■ **SOURCE PASSAGE**
● ● ● ● ● ● ●

Altogether, we identified more than 30 relevant studies. Having examined these, we list the characteristics that are found to be indicative of intentional deception in text. We subdivide these features into two broad categories: content features and linguistic features. These categories are not fully mutually exclusive, and they mainly serve to enhance a more structured discussion of the results. We start off with the content features that have been identified across literatures. For each feature, we discuss some of the most relevant studies, instead of providing an exhaustive overview.

Content Features

In the examined literature, we observe four structural characteristics that relate to the substantive message that is communicated by intentional deceptive texts. These messages often have an ideological bias in favor of the right, are designed to provoke negative emotions such as anger and fear, contain little verifiable information, and make use of fully packed and sensationalist headlines. We discuss each feature in more detail below.

● ● ● ● ● ● ●

Records for labeling and segmentation
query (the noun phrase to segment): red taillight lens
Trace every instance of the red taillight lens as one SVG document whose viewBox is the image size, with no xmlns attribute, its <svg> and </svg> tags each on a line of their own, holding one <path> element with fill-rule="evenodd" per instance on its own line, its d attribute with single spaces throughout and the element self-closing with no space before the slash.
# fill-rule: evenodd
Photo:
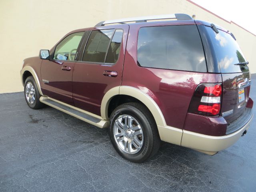
<svg viewBox="0 0 256 192">
<path fill-rule="evenodd" d="M 213 94 L 216 96 L 221 95 L 222 88 L 220 85 L 216 85 L 214 87 L 205 87 L 204 92 L 208 94 Z"/>
<path fill-rule="evenodd" d="M 222 102 L 221 83 L 203 83 L 199 85 L 194 94 L 188 112 L 208 116 L 218 115 Z"/>
<path fill-rule="evenodd" d="M 198 110 L 199 111 L 211 113 L 214 115 L 218 114 L 220 110 L 220 105 L 216 103 L 214 104 L 212 106 L 200 105 L 198 108 Z"/>
</svg>

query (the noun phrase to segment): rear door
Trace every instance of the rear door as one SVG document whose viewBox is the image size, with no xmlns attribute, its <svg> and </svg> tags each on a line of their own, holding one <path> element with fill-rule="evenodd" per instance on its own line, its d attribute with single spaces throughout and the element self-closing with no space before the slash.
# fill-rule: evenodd
<svg viewBox="0 0 256 192">
<path fill-rule="evenodd" d="M 90 30 L 73 72 L 73 100 L 76 107 L 100 115 L 105 94 L 121 85 L 129 26 Z"/>
<path fill-rule="evenodd" d="M 81 32 L 67 35 L 57 45 L 51 59 L 43 60 L 41 75 L 44 95 L 73 105 L 73 71 L 84 34 Z"/>
<path fill-rule="evenodd" d="M 206 27 L 216 52 L 223 82 L 221 114 L 228 124 L 243 113 L 249 98 L 250 76 L 246 61 L 236 41 L 228 33 L 215 33 Z"/>
</svg>

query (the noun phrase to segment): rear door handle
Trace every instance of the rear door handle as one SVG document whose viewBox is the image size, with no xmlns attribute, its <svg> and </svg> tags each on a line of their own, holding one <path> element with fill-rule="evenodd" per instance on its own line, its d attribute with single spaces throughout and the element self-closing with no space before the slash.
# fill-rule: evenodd
<svg viewBox="0 0 256 192">
<path fill-rule="evenodd" d="M 117 72 L 113 71 L 104 71 L 103 75 L 108 77 L 116 77 L 117 76 Z"/>
<path fill-rule="evenodd" d="M 71 70 L 71 68 L 69 66 L 62 66 L 61 69 L 64 71 L 70 71 Z"/>
</svg>

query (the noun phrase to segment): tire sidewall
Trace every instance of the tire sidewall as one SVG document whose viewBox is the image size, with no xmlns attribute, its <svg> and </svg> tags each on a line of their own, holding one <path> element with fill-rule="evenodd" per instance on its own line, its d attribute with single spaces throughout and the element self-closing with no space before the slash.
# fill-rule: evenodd
<svg viewBox="0 0 256 192">
<path fill-rule="evenodd" d="M 142 147 L 140 151 L 134 154 L 126 153 L 120 148 L 114 138 L 113 129 L 115 121 L 120 115 L 124 114 L 130 115 L 135 118 L 140 125 L 143 132 L 144 142 Z M 151 136 L 152 133 L 151 131 L 150 124 L 142 113 L 135 108 L 126 106 L 124 108 L 115 110 L 111 115 L 110 122 L 109 134 L 110 140 L 114 147 L 119 154 L 133 162 L 140 161 L 141 160 L 146 159 L 150 156 L 152 149 L 150 148 L 149 144 L 152 141 L 152 138 Z"/>
</svg>

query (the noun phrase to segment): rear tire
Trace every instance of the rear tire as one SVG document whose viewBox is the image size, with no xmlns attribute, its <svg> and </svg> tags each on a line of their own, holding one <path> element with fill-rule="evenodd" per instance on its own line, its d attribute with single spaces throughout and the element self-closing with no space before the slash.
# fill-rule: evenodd
<svg viewBox="0 0 256 192">
<path fill-rule="evenodd" d="M 109 134 L 116 151 L 134 162 L 153 156 L 160 146 L 154 117 L 140 103 L 128 103 L 117 107 L 110 116 Z"/>
<path fill-rule="evenodd" d="M 38 109 L 44 106 L 39 100 L 41 95 L 32 76 L 26 79 L 24 83 L 24 95 L 27 104 L 33 109 Z"/>
</svg>

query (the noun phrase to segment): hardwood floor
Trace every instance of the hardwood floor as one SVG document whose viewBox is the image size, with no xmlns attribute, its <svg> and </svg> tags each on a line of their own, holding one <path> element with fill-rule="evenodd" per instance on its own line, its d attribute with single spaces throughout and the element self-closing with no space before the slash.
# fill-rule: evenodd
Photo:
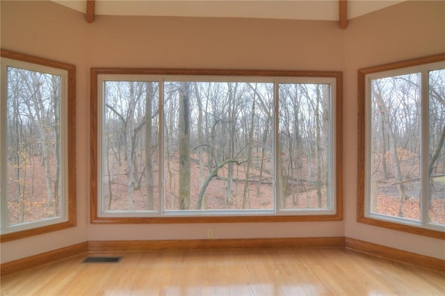
<svg viewBox="0 0 445 296">
<path fill-rule="evenodd" d="M 343 249 L 90 253 L 1 278 L 1 295 L 444 295 L 445 274 Z"/>
</svg>

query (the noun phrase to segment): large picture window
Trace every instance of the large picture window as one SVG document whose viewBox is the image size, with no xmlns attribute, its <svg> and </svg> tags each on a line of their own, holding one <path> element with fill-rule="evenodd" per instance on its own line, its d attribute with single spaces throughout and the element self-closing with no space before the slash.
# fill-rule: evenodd
<svg viewBox="0 0 445 296">
<path fill-rule="evenodd" d="M 92 69 L 93 222 L 341 218 L 341 74 L 119 70 Z"/>
<path fill-rule="evenodd" d="M 74 76 L 1 51 L 1 241 L 75 225 Z"/>
<path fill-rule="evenodd" d="M 360 221 L 445 238 L 444 60 L 359 71 Z"/>
</svg>

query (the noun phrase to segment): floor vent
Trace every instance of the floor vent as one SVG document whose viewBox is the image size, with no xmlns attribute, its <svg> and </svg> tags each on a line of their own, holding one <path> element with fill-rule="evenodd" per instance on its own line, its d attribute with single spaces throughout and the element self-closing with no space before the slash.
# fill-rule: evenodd
<svg viewBox="0 0 445 296">
<path fill-rule="evenodd" d="M 122 257 L 87 257 L 83 263 L 117 263 Z"/>
</svg>

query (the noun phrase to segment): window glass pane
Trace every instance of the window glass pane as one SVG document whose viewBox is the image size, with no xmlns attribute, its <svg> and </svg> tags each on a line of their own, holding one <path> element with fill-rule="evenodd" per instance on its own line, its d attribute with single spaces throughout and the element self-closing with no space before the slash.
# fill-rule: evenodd
<svg viewBox="0 0 445 296">
<path fill-rule="evenodd" d="M 445 224 L 445 69 L 430 72 L 430 221 Z"/>
<path fill-rule="evenodd" d="M 166 82 L 164 209 L 273 209 L 273 83 Z"/>
<path fill-rule="evenodd" d="M 330 208 L 330 85 L 279 88 L 280 207 Z"/>
<path fill-rule="evenodd" d="M 104 92 L 103 209 L 159 209 L 159 83 L 106 81 Z"/>
<path fill-rule="evenodd" d="M 419 220 L 421 74 L 371 81 L 371 212 Z"/>
<path fill-rule="evenodd" d="M 61 217 L 61 78 L 13 67 L 7 71 L 7 222 Z"/>
</svg>

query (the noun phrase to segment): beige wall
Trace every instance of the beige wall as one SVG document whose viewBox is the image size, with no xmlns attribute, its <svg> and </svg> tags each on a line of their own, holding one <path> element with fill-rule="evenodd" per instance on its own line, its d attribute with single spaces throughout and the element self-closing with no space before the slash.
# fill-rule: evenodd
<svg viewBox="0 0 445 296">
<path fill-rule="evenodd" d="M 355 183 L 357 69 L 445 51 L 445 3 L 398 4 L 353 19 L 346 30 L 339 29 L 335 22 L 253 19 L 99 15 L 94 23 L 87 24 L 82 14 L 51 2 L 2 1 L 1 5 L 1 48 L 76 65 L 79 115 L 78 227 L 3 243 L 2 263 L 87 240 L 204 238 L 209 227 L 215 229 L 217 238 L 346 236 L 445 258 L 445 245 L 439 240 L 356 223 Z M 91 67 L 343 71 L 344 221 L 89 224 Z"/>
</svg>

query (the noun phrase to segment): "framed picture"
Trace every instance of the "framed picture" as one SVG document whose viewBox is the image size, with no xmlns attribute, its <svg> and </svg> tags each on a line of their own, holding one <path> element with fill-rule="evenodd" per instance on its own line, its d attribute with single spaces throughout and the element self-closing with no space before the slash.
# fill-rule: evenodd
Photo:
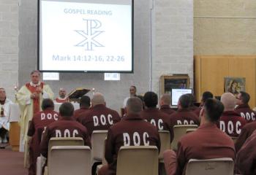
<svg viewBox="0 0 256 175">
<path fill-rule="evenodd" d="M 160 77 L 161 94 L 171 93 L 172 89 L 189 88 L 189 77 L 187 74 L 162 75 Z"/>
<path fill-rule="evenodd" d="M 224 77 L 224 82 L 225 93 L 237 96 L 240 91 L 245 91 L 244 77 Z"/>
</svg>

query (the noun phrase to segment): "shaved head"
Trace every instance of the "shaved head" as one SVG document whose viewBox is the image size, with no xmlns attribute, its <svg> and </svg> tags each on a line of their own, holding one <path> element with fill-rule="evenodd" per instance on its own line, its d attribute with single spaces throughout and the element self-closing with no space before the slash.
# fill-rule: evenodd
<svg viewBox="0 0 256 175">
<path fill-rule="evenodd" d="M 169 93 L 164 93 L 161 97 L 161 102 L 163 105 L 170 104 L 170 95 Z"/>
<path fill-rule="evenodd" d="M 127 110 L 129 114 L 139 114 L 143 109 L 143 102 L 138 97 L 129 98 L 127 104 Z"/>
<path fill-rule="evenodd" d="M 96 93 L 91 98 L 92 106 L 94 106 L 98 104 L 105 104 L 104 96 L 100 93 Z"/>
<path fill-rule="evenodd" d="M 236 99 L 234 95 L 230 93 L 223 93 L 220 101 L 222 102 L 225 109 L 224 111 L 233 111 L 236 104 Z"/>
</svg>

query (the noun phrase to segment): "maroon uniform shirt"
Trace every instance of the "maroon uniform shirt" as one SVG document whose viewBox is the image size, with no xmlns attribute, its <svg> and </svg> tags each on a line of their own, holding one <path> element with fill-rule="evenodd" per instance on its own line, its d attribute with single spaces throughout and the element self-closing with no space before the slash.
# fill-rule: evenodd
<svg viewBox="0 0 256 175">
<path fill-rule="evenodd" d="M 170 115 L 172 127 L 176 125 L 197 125 L 198 117 L 188 109 L 178 109 L 176 113 Z"/>
<path fill-rule="evenodd" d="M 40 155 L 39 145 L 43 131 L 50 123 L 58 120 L 59 113 L 50 109 L 41 111 L 33 117 L 28 131 L 28 136 L 32 137 L 29 144 L 29 175 L 36 174 L 37 159 Z"/>
<path fill-rule="evenodd" d="M 111 109 L 107 108 L 103 104 L 98 104 L 94 106 L 89 112 L 80 114 L 78 118 L 80 122 L 86 127 L 89 135 L 94 131 L 108 130 L 115 123 L 120 121 L 118 113 Z"/>
<path fill-rule="evenodd" d="M 62 117 L 46 128 L 40 144 L 41 154 L 45 158 L 48 157 L 48 143 L 52 137 L 81 137 L 84 141 L 84 145 L 91 147 L 87 129 L 72 117 Z"/>
<path fill-rule="evenodd" d="M 252 133 L 256 130 L 256 122 L 247 123 L 242 128 L 241 133 L 237 139 L 235 147 L 236 151 L 238 152 L 241 147 L 243 146 L 245 141 L 249 137 Z"/>
<path fill-rule="evenodd" d="M 168 131 L 170 134 L 170 142 L 173 139 L 173 130 L 171 128 L 170 117 L 157 108 L 148 108 L 140 112 L 141 117 L 154 125 L 158 131 Z"/>
<path fill-rule="evenodd" d="M 256 131 L 244 143 L 236 156 L 236 166 L 241 174 L 256 174 Z"/>
<path fill-rule="evenodd" d="M 237 137 L 241 133 L 246 120 L 234 111 L 223 112 L 218 127 L 230 136 Z"/>
<path fill-rule="evenodd" d="M 78 120 L 78 117 L 85 112 L 87 112 L 90 110 L 90 109 L 85 107 L 85 106 L 81 106 L 80 109 L 76 109 L 74 111 L 74 118 L 75 120 Z"/>
<path fill-rule="evenodd" d="M 248 122 L 255 120 L 255 112 L 252 110 L 247 104 L 238 105 L 235 112 L 238 113 L 243 118 L 246 120 Z"/>
<path fill-rule="evenodd" d="M 159 111 L 165 112 L 167 114 L 171 114 L 173 112 L 175 112 L 175 110 L 171 109 L 169 105 L 162 105 Z"/>
<path fill-rule="evenodd" d="M 235 160 L 235 155 L 233 140 L 215 124 L 205 124 L 178 141 L 176 174 L 185 174 L 189 159 L 230 158 Z"/>
<path fill-rule="evenodd" d="M 108 130 L 105 154 L 108 166 L 102 174 L 116 174 L 117 157 L 121 146 L 149 145 L 157 146 L 160 150 L 160 139 L 156 128 L 138 114 L 128 115 Z"/>
</svg>

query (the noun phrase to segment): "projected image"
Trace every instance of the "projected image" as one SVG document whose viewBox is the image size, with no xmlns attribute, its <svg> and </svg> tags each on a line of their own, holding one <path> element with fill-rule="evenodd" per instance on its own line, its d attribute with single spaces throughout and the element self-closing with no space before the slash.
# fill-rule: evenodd
<svg viewBox="0 0 256 175">
<path fill-rule="evenodd" d="M 132 0 L 102 1 L 39 1 L 39 70 L 132 71 Z"/>
</svg>

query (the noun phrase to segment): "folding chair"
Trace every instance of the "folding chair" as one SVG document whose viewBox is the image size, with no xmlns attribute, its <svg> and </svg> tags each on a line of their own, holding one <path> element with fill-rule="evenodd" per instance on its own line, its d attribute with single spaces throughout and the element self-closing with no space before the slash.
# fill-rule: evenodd
<svg viewBox="0 0 256 175">
<path fill-rule="evenodd" d="M 155 146 L 121 147 L 116 175 L 157 175 L 158 149 Z"/>
<path fill-rule="evenodd" d="M 49 175 L 91 175 L 88 146 L 54 146 L 48 157 Z"/>
<path fill-rule="evenodd" d="M 232 158 L 190 159 L 187 166 L 186 175 L 233 175 L 233 171 L 234 162 Z"/>
</svg>

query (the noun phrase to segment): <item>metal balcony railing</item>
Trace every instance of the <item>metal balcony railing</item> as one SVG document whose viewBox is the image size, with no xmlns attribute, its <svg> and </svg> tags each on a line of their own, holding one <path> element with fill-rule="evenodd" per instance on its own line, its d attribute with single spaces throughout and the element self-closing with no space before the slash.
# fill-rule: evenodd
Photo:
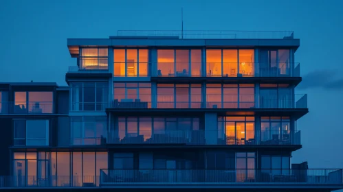
<svg viewBox="0 0 343 192">
<path fill-rule="evenodd" d="M 266 136 L 267 134 L 268 136 Z M 140 130 L 125 133 L 118 130 L 108 133 L 107 144 L 184 144 L 184 145 L 300 145 L 300 132 L 287 134 L 261 132 L 258 140 L 254 131 L 225 133 L 223 130 Z M 269 136 L 272 135 L 272 136 Z"/>
<path fill-rule="evenodd" d="M 342 184 L 342 169 L 101 169 L 100 184 Z"/>
<path fill-rule="evenodd" d="M 307 95 L 207 94 L 201 95 L 115 95 L 110 108 L 117 109 L 144 108 L 307 108 Z M 156 97 L 157 101 L 151 101 Z M 178 101 L 179 100 L 179 101 Z M 188 100 L 188 101 L 187 101 Z M 206 101 L 204 101 L 206 100 Z M 74 105 L 73 105 L 74 106 Z"/>
<path fill-rule="evenodd" d="M 221 59 L 219 58 L 219 60 Z M 132 63 L 114 62 L 115 66 L 125 67 Z M 126 72 L 115 71 L 115 77 L 299 77 L 300 64 L 296 62 L 149 62 L 142 63 L 146 65 L 156 66 L 157 69 L 151 73 L 140 73 L 137 65 L 134 63 Z M 201 69 L 203 67 L 206 69 Z M 144 68 L 144 69 L 145 69 Z M 125 71 L 125 70 L 124 70 Z"/>
<path fill-rule="evenodd" d="M 177 37 L 190 39 L 293 39 L 293 31 L 118 30 L 118 36 Z M 115 37 L 110 37 L 115 38 Z"/>
</svg>

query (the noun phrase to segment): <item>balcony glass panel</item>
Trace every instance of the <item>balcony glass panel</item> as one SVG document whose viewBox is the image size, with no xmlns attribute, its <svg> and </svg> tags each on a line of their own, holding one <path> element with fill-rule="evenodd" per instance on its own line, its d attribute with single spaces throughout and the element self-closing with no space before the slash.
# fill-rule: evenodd
<svg viewBox="0 0 343 192">
<path fill-rule="evenodd" d="M 277 119 L 276 118 L 277 117 Z M 265 117 L 261 118 L 262 145 L 291 145 L 290 121 L 280 117 Z"/>
</svg>

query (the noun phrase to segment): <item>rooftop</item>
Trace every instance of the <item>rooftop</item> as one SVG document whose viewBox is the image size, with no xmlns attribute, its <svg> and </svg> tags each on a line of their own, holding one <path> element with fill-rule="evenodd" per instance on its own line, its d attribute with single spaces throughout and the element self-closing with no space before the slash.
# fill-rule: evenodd
<svg viewBox="0 0 343 192">
<path fill-rule="evenodd" d="M 136 38 L 179 39 L 293 39 L 293 31 L 231 31 L 231 30 L 118 30 L 116 36 Z"/>
</svg>

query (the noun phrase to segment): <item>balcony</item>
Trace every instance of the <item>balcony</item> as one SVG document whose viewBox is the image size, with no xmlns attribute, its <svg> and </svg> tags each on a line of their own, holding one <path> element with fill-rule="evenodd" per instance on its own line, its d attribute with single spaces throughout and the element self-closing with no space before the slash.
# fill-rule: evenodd
<svg viewBox="0 0 343 192">
<path fill-rule="evenodd" d="M 342 187 L 342 169 L 101 169 L 102 187 L 236 188 Z M 297 187 L 298 186 L 298 187 Z"/>
<path fill-rule="evenodd" d="M 293 31 L 118 30 L 117 36 L 184 39 L 293 39 Z M 110 37 L 114 38 L 114 37 Z"/>
<path fill-rule="evenodd" d="M 254 132 L 224 133 L 221 130 L 166 130 L 152 133 L 151 130 L 140 131 L 140 133 L 127 133 L 120 138 L 118 130 L 109 133 L 107 144 L 180 144 L 188 145 L 299 145 L 300 132 L 291 133 L 272 133 L 268 132 L 262 141 L 257 140 Z"/>
<path fill-rule="evenodd" d="M 150 96 L 150 95 L 149 95 Z M 258 96 L 253 94 L 228 95 L 209 94 L 206 95 L 206 101 L 201 101 L 201 95 L 151 95 L 157 97 L 157 101 L 144 101 L 140 99 L 114 99 L 110 105 L 113 109 L 148 109 L 148 108 L 223 108 L 223 109 L 295 109 L 307 108 L 307 95 L 296 94 L 294 99 L 291 95 Z M 175 97 L 182 98 L 183 100 L 195 99 L 196 101 L 178 101 Z M 130 95 L 128 98 L 137 98 L 136 95 Z M 222 99 L 223 97 L 223 99 Z"/>
<path fill-rule="evenodd" d="M 1 188 L 97 187 L 100 177 L 95 176 L 0 176 Z"/>
<path fill-rule="evenodd" d="M 153 71 L 152 76 L 159 77 L 300 77 L 299 63 L 207 62 L 206 73 L 201 73 L 202 63 L 159 62 L 151 64 L 157 67 L 157 71 Z M 291 68 L 292 66 L 294 68 Z"/>
<path fill-rule="evenodd" d="M 54 102 L 0 102 L 0 114 L 51 114 Z"/>
</svg>

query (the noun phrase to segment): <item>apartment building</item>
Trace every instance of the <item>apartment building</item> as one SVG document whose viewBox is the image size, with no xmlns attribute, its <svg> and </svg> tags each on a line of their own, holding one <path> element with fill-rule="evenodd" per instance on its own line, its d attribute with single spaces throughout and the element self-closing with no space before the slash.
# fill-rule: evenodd
<svg viewBox="0 0 343 192">
<path fill-rule="evenodd" d="M 293 32 L 68 39 L 67 86 L 0 84 L 0 188 L 343 189 L 342 169 L 291 160 L 309 112 L 299 46 Z"/>
</svg>

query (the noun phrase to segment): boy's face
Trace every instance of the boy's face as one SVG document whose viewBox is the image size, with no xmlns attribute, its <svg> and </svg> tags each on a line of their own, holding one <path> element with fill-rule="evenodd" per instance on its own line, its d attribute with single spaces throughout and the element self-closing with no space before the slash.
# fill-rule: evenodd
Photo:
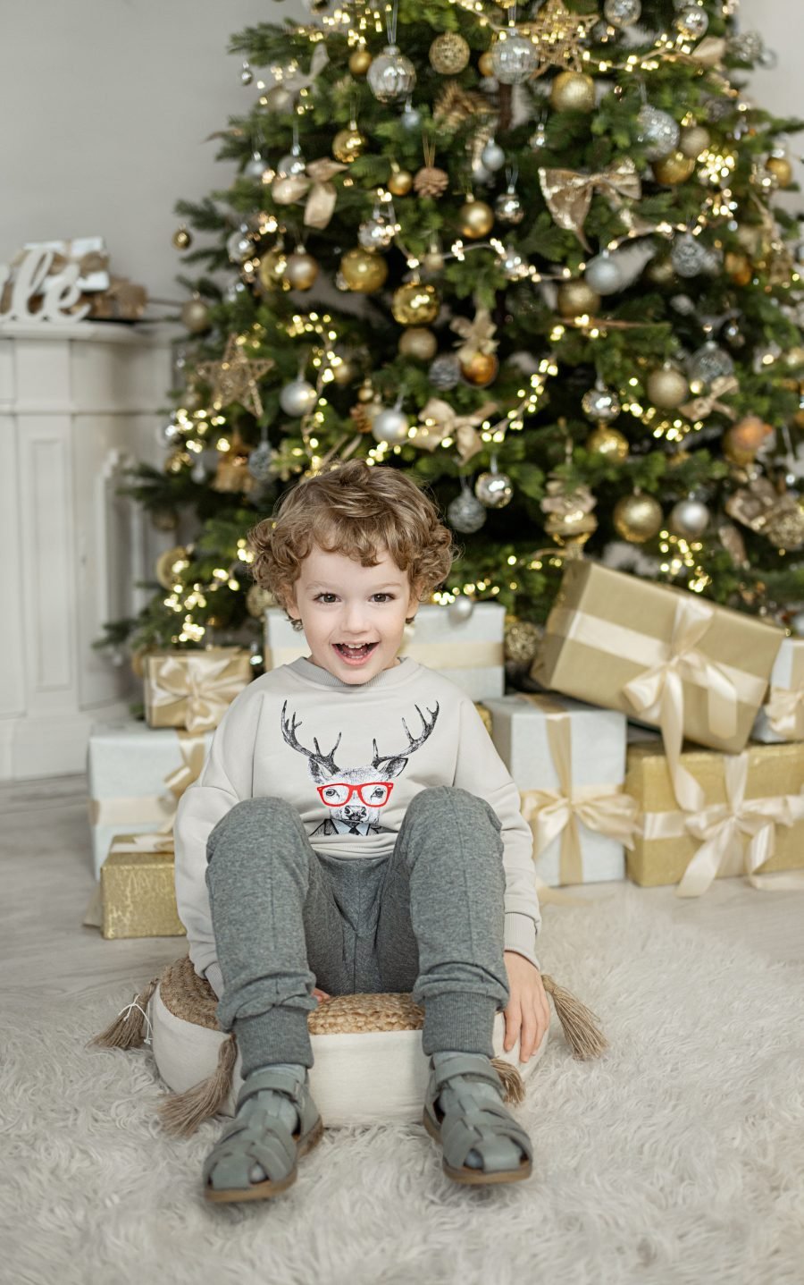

● ● ● ● ● ● ●

■ **WRITTEN INSTRUCTION**
Quote the portion of the passage on features of deceptive text that begins with the words "In the examined" and ends with "more detail below.".

■ **WRITTEN RESPONSE**
In the examined literature, we observe four structural characteristics that relate to the substantive message that is communicated by intentional deceptive texts. These messages often have an ideological bias in favor of the right, are designed to provoke negative emotions such as anger and fear, contain little verifiable information, and make use of fully packed and sensationalist headlines. We discuss each feature in more detail below.